## Task details:
Extract the stretch of records from the line containing "Practice step: locate the building" through the end of the records, both ends included, and reproduce those lines word for word.

>> start Records for processing

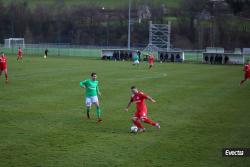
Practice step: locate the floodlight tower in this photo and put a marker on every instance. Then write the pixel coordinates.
(212, 26)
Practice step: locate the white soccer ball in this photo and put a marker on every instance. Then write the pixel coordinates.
(133, 129)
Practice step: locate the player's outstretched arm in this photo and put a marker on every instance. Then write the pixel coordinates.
(82, 85)
(129, 104)
(151, 99)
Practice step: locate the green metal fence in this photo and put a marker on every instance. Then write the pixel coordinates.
(194, 56)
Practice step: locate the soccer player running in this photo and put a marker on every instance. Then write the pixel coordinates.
(135, 59)
(139, 98)
(247, 72)
(46, 53)
(19, 53)
(3, 66)
(92, 92)
(151, 60)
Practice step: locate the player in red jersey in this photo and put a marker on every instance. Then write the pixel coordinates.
(141, 109)
(151, 60)
(3, 66)
(247, 72)
(19, 53)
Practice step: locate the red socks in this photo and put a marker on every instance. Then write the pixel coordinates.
(138, 124)
(149, 121)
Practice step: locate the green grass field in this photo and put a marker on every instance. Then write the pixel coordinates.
(201, 109)
(102, 3)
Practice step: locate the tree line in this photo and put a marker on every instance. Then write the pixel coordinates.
(196, 24)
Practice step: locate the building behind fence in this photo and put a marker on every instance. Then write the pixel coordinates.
(195, 56)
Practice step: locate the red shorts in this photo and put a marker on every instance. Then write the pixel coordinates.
(3, 67)
(141, 114)
(247, 75)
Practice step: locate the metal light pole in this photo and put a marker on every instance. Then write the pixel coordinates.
(129, 22)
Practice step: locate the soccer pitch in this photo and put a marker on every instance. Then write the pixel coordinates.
(201, 109)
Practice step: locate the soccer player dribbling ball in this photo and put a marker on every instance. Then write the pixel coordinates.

>> end Records for processing

## Right answer:
Practice step: locate the building behind fence in this photo and put a marker on every instance. Then write the pixel coordinates.
(195, 56)
Practice step: locate the red shorts in this photo and put a marker on every instance. Then write the pixel coordinates.
(3, 67)
(141, 114)
(247, 75)
Practice step: locate the metal light pole in this photo and put a marker on every instance. Then write the pixel coordinates.
(129, 22)
Practice step: locate the soccer pitch in this photo and put a marker on every instance. Then write the pixel coordinates.
(201, 109)
Practice step: locate the soccer player dribbling ball in this photo and put a marker on every instance. Then write the pixel coordinates.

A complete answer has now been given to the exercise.